▶ TASK ITEM: Output the entries below exactly as written, omitting pictures.

▶ EXERCISE DATA:
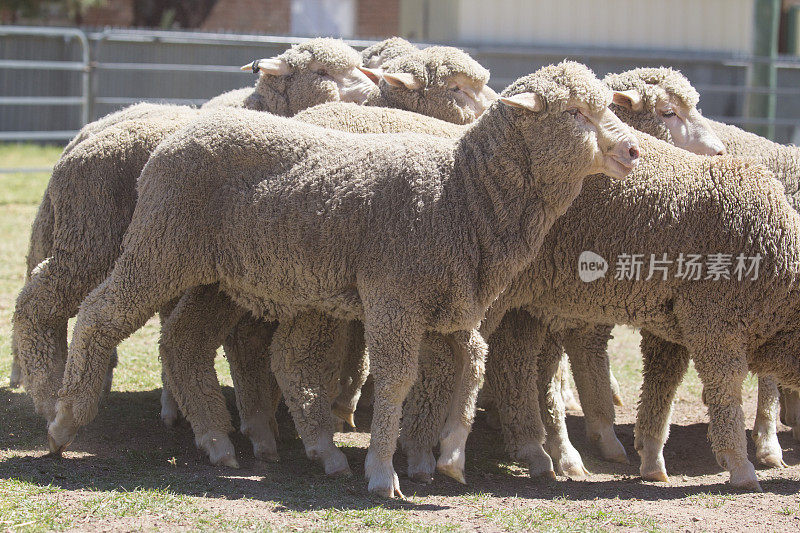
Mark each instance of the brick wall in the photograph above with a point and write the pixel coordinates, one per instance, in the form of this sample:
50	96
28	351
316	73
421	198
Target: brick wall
255	16
378	18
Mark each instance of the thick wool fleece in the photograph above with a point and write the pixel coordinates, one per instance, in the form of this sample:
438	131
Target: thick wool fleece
379	53
360	119
743	211
92	193
434	67
586	343
374	209
86	210
345	117
307	85
653	85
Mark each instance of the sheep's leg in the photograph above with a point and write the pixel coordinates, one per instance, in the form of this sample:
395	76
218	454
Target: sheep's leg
664	365
47	301
393	340
115	309
189	340
301	356
567	395
565	457
722	366
790	410
511	373
586	348
469	350
765	429
354	374
426	407
615	393
15	379
247	350
170	411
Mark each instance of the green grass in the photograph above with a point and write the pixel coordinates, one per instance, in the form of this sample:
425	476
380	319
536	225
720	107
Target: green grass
129	473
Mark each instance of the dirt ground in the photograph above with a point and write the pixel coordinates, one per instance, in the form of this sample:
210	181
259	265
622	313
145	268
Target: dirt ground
126	449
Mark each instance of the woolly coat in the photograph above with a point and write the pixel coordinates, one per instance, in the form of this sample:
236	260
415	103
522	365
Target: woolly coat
424	249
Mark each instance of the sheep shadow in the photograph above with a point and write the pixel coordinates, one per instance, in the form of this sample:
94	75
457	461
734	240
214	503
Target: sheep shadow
126	447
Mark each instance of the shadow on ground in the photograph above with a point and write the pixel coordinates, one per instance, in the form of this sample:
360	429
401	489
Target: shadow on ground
126	447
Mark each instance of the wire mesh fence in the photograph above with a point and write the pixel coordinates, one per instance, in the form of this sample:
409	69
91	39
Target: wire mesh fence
54	80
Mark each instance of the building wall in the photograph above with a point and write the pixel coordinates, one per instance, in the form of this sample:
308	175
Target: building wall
377	18
255	16
113	13
702	25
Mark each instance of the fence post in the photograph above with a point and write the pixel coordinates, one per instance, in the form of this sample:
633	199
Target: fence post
763	75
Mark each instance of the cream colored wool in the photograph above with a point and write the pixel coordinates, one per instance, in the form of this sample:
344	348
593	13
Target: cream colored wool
379	53
202	315
742	210
396	198
89	201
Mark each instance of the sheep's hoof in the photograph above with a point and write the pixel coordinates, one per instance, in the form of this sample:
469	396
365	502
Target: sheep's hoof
61	431
344	414
269	456
657	475
385	487
751	485
421	464
452	471
15	380
169	409
574	471
743	476
772	461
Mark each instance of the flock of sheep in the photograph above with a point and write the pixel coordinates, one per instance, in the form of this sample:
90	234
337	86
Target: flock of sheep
386	214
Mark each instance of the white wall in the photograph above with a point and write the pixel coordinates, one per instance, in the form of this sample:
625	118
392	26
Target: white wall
702	25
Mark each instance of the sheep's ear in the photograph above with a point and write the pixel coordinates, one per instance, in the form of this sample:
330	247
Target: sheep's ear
272	66
374	74
530	101
631	99
402	79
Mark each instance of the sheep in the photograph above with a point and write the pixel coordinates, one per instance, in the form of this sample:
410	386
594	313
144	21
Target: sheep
643	96
784	161
361	220
668	111
210	423
307	74
722	325
92	194
379	53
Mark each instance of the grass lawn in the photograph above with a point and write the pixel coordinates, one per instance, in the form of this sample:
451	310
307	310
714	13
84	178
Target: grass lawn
127	472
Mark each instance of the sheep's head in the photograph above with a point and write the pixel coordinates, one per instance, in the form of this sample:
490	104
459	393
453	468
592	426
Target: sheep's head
379	53
662	102
567	127
439	81
314	72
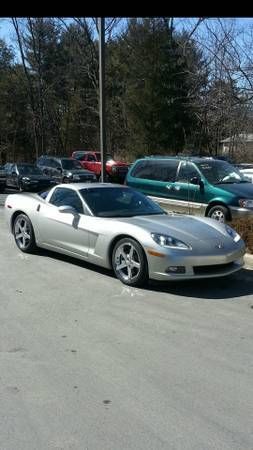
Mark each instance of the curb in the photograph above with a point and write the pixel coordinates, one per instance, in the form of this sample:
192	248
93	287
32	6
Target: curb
248	259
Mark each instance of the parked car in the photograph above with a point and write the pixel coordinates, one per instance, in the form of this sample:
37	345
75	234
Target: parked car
117	227
198	186
2	178
26	177
91	160
246	170
64	170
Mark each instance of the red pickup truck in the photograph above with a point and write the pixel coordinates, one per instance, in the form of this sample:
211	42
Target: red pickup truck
91	160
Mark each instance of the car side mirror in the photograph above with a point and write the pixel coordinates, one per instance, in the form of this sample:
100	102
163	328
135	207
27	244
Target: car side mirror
67	209
197	181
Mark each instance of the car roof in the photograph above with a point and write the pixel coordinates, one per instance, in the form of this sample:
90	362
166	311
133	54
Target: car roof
79	186
196	159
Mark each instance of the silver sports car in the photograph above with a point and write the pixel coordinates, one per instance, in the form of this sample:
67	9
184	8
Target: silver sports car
116	227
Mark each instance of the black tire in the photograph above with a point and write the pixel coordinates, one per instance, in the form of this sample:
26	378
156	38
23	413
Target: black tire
129	262
24	234
220	213
20	186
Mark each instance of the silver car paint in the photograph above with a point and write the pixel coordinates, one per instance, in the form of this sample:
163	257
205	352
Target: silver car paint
90	238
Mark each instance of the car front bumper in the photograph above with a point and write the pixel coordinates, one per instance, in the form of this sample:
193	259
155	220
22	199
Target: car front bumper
191	267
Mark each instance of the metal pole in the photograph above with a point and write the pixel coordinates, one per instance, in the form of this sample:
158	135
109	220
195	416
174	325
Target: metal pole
101	26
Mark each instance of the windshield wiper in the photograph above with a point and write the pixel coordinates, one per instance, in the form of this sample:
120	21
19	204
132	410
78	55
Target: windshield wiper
227	182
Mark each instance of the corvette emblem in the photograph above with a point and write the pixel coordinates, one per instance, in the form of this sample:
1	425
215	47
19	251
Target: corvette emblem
220	245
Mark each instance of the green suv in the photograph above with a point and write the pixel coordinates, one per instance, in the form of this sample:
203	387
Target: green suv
198	186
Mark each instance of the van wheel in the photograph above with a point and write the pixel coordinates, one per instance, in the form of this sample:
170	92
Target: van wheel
219	212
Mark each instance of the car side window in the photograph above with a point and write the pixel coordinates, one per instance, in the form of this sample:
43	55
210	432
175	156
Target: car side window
68	197
186	172
54	163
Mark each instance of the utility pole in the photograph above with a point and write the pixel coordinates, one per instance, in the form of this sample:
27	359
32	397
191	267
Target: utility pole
101	27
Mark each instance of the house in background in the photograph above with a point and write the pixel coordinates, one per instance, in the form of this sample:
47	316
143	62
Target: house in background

▶ RESPONSE TO THIS TASK:
Mark each instance of the brick wall in the photograph above with a point and write the pixel coordinates, one per instance, in the form of this sample:
50	96
28	351
316	73
421	198
Target: brick wall
255	16
378	18
Mark each instance of the thick wool fleece in the photograph above with a point and write the pixel coordinates, one per instance, in the form of this sample:
438	131
Target: thick wool fleece
379	53
360	119
743	211
92	193
434	67
586	343
374	209
86	210
345	117
307	85
653	85
Mark each instance of the sheep's leg in the photograph above with a point and write the pixel coordinates, one per instance, in the form of this sample:
395	76
218	454
Target: sheep's leg
664	365
47	301
393	340
115	309
189	340
301	356
567	395
565	457
722	366
790	410
511	373
586	348
469	350
765	429
354	374
426	407
615	393
15	379
247	350
170	411
Mark each instance of the green grass in the photograph above with a point and write the pixel coordinates, one per instance, in the form of this sample:
425	476
380	319
536	225
720	107
Target: green grass
129	473
Mark each instance of the dirt ground in the photograph above with a point and write the pixel coordinates, one per instance, in the form of this sample:
210	181
259	265
622	313
145	268
Target: dirt ground
126	449
Mark each instance of the woolly coat in the photograph above with a point and write the pixel coordinates, one per instance, in the form of this sample:
236	260
415	103
522	365
Target: woolly coat
424	249
Mark each instance of the sheep shadow in the photograph above with a point and write the pixel coordinates, one per instance, in the form of this sample:
94	75
457	461
734	240
214	503
Target: sheep shadow
126	447
Mark each instance of the shadow on ground in the photograph above with a point and write the pixel coordinates, one per instance, in the form of this sample:
360	429
401	489
Target: shadow on ground
126	447
Mark each instance of the wire mesh fence in the photograph above with a point and write the pixel coordinates, one per instance, in the form of this sample:
409	69
91	39
Target: wire mesh fence
54	80
Mark each instance of the building wall in the photograph above with a point and write the pixel coordinates, one per instance, in the form of this sample:
308	175
Target: building wall
377	18
255	16
113	13
702	25
Mark each instance of the fence post in the photograph above with a point and write the pixel coordinates, one per instance, in the form of this sample:
633	199
Target: fence post
763	75
Mark each instance of the cream colored wool in the photograph above with a point and write the pixel coordinates, one per instance, in the form of this sample:
344	348
593	13
Target: cream colored wool
379	53
202	315
742	210
396	198
89	201
Mark each instance of the sheep's hoof in the photograph above with a point and write the pixel coordinates, one per instance, in the form of this sample:
469	396
365	502
Target: sheep's hoof
61	431
344	414
269	456
657	475
385	487
751	485
421	464
452	471
15	380
169	409
574	471
743	476
772	461
Mark each instance of the flock of sheep in the photograph above with a point and write the pixel coordinates, one per instance, in the form of this sample:
90	234
337	86
Target: flock of sheep
386	214
Mark each instance of the white wall in the photograph above with a point and write the pixel coordinates, one per instance, in the form of this sample:
625	118
392	26
Target: white wall
702	25
Mark each instance of the sheep's ear in the photograph above with a point and write the pixel coordinates, one per instance, in the form of this sample:
330	247
Target: sheep's ear
272	66
374	74
530	101
631	99
402	79
Mark each instance of the sheep in the photograph above with a point and write the pixel coordinates, one per instance, in the form of this sample:
410	386
594	313
144	21
Target: sheep
643	96
784	161
361	220
668	111
210	423
307	74
722	325
92	194
379	53
Mark each instance of the grass lawn in the photograph above with a point and write the pixel coordinates, one per instance, in the form of this sample:
451	310
307	310
714	13
84	178
Target: grass lawn
127	472
Mark each instance of the sheep's head in the photograph above with a point and write the pixel coordinates, one per instance, in the form of this sample:
490	104
459	393
453	468
592	426
Target: sheep's head
379	53
662	102
567	127
439	81
314	72
Mark each instance of the curb in the photograph above with a point and write the pixel coordinates, one per instance, in the form of this sample:
192	248
93	287
32	6
Target: curb
248	259
Mark each instance of the parked car in the photograph above with a point and write the pixel coordinates, one per instance, in the form of this sample:
37	345
75	234
Target: parked car
117	227
198	186
2	178
26	177
91	160
246	170
64	170
Mark each instance of the red pickup truck in the photograph above with a point and write the pixel coordinates, one per instance, in the form of this sample:
211	42
Target: red pickup truck
91	160
Mark each instance of the car side mirror in the photograph above with a point and write the pixel coordinates, one per instance, in the form of this sample:
100	102
163	328
135	207
27	244
Target: car side mirror
67	209
197	181
Mark each instance of the car roof in the photograph above with a point and write the pixel coordinates, one per instance, in the form of this sample:
90	362
166	311
133	54
Target: car roof
79	186
196	159
Mark each instance of the silver sports car in the photograph above with a point and write the pixel coordinates, one per instance, in the form of this sample:
67	9
184	8
Target: silver sports car
116	227
Mark each instance of the black tire in the photograph above with a point and write the pixel coordinates, one per instance, in the form of this sample:
26	378
156	38
23	413
Target: black tire
129	262
24	234
220	213
20	186
Mark each instance of the silver car paint in the photograph above with a point and write the pixel coordinates, one per instance, in the form of this sample:
163	257
205	352
Target: silver car paint
90	238
Mark each instance of the car front bumper in the photograph above with a point and write the pixel coordinates, one per instance, in the form of this sample:
193	259
155	220
22	199
Target: car front bumper
191	267
Mark each instance of the metal pole in the photograph above with a point and write the pixel coordinates, one per instance, in the form of this sample:
158	135
109	220
195	416
174	325
Target: metal pole
101	26
Mark each instance of the windshield wiper in the photograph above with a point and write the pixel coordinates, one per instance, in the form of this sample:
120	21
19	204
132	410
78	55
Target: windshield wiper
227	182
Mark each instance of the corvette emblem in the photograph above with a point and write the pixel coordinates, one per instance, in the form of this sample:
1	425
215	47
19	251
Target: corvette emblem
220	245
Mark each instance of the green suv in the photograph above with a point and write the pixel coordinates, one per instance, in the form of this sample:
203	387
Target: green suv
198	186
Mark each instance of the van wheel in the photograph above with a point and write the pixel coordinates, one per instance, in the form of this sample:
170	92
Target: van wheel
219	212
Mark each instance of the car side window in the photograph above with a point and write the pixel coordinates, one per instance, in the form of this sample:
43	55
210	432
175	156
Target: car side window
68	197
186	172
54	163
Mark each instance of the utility pole in the photograph above with a point and write the pixel coordinates, one per instance, in the form of this sample:
27	359
32	397
191	267
Target: utility pole
101	27
Mark each instance of the house in background in the photograph above with a point and write the pixel coordinates, one per instance, in the form of this sample:
47	316
143	62
Target: house in background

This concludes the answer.